— Problem requirements —
Lines before the one containing "Indicate every instance of the short" are excluded; print that line and every line after it through the end of the material below, exactly.

— Material for this task —
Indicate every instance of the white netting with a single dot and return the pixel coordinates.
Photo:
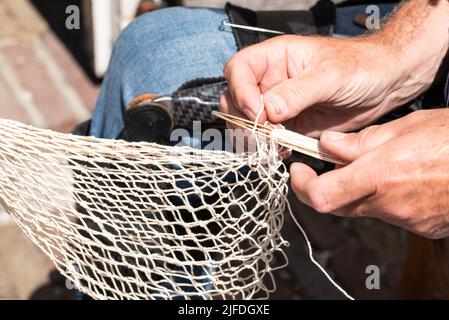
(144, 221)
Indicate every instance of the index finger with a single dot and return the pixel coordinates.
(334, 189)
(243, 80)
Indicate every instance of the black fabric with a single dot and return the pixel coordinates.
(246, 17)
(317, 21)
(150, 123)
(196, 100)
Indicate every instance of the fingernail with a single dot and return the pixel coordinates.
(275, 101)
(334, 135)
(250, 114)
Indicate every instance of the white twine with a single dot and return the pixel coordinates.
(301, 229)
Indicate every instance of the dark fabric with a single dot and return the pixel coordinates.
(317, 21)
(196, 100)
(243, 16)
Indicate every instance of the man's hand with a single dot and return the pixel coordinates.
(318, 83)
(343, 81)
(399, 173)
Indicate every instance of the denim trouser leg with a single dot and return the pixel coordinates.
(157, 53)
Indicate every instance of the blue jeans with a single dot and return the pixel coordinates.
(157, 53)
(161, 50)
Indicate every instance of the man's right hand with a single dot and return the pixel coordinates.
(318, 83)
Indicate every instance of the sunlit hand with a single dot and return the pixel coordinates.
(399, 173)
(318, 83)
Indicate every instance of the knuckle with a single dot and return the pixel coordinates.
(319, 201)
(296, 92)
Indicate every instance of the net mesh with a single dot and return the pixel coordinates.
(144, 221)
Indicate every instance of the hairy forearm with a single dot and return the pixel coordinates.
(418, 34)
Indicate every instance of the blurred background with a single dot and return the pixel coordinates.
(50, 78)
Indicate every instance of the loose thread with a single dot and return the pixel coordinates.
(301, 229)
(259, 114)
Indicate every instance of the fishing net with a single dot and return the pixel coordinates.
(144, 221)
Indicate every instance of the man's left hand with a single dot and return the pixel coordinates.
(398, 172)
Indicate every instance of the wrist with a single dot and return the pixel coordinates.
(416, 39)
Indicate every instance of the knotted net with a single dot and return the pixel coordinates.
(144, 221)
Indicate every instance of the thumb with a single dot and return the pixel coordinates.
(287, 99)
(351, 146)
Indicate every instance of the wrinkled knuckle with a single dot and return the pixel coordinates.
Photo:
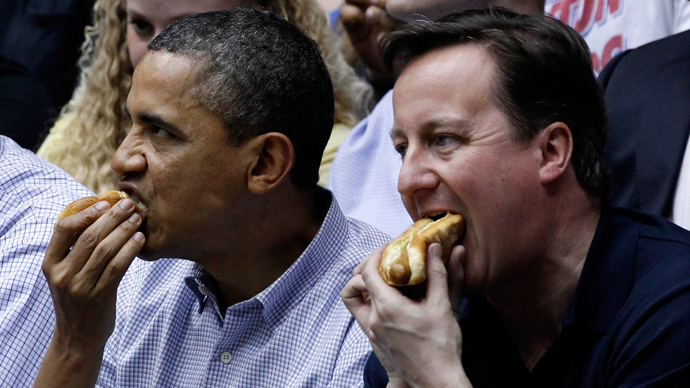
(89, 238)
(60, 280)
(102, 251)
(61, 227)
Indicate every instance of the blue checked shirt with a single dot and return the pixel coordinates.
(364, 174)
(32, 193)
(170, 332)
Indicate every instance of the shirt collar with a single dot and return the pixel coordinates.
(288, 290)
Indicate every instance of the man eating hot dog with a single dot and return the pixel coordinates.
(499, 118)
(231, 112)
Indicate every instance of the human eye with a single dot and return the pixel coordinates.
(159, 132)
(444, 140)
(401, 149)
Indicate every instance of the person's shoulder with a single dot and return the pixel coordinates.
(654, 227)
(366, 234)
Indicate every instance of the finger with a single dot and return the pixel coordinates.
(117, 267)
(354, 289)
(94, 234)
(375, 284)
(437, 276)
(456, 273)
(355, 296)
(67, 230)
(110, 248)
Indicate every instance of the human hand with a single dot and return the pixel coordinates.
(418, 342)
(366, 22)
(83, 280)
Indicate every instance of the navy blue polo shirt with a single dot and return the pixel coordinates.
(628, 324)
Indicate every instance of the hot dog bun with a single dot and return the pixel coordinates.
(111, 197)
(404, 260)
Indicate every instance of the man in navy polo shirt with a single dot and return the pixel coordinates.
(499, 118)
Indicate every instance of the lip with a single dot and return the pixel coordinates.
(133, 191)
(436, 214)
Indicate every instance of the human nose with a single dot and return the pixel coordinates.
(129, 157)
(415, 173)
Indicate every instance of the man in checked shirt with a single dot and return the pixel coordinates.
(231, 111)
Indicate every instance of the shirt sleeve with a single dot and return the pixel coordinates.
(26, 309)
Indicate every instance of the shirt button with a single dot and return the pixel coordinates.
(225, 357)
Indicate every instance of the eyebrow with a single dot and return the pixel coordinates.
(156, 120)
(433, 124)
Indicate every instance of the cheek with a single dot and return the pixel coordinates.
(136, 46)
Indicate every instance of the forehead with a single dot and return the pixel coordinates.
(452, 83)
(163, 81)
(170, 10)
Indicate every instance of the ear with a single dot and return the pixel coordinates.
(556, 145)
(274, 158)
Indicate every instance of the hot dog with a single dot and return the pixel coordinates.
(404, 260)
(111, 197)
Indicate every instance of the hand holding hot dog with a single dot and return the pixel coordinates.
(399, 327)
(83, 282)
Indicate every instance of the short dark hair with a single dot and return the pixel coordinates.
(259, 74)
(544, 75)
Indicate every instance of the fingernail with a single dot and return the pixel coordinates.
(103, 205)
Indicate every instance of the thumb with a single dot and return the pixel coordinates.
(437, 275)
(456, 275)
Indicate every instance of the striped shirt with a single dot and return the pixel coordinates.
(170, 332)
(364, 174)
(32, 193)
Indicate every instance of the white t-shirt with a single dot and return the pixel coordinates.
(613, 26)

— Result for this task —
Indicate every instance of the short dark hair with a single dot and return the pixel coordinates.
(259, 74)
(544, 75)
Indicate every instance of the fingernail with a single dot and return the pixel coordinates.
(103, 205)
Indicate every instance of the thumb with a single dot and return the pixel coordinates.
(437, 275)
(456, 275)
Indicate every instance of the striped shirt with a single dot and return the pixel coordinates.
(170, 332)
(364, 174)
(32, 193)
Indicate every instance of the white t-shirt with a single dot and return the pixel coordinates.
(613, 26)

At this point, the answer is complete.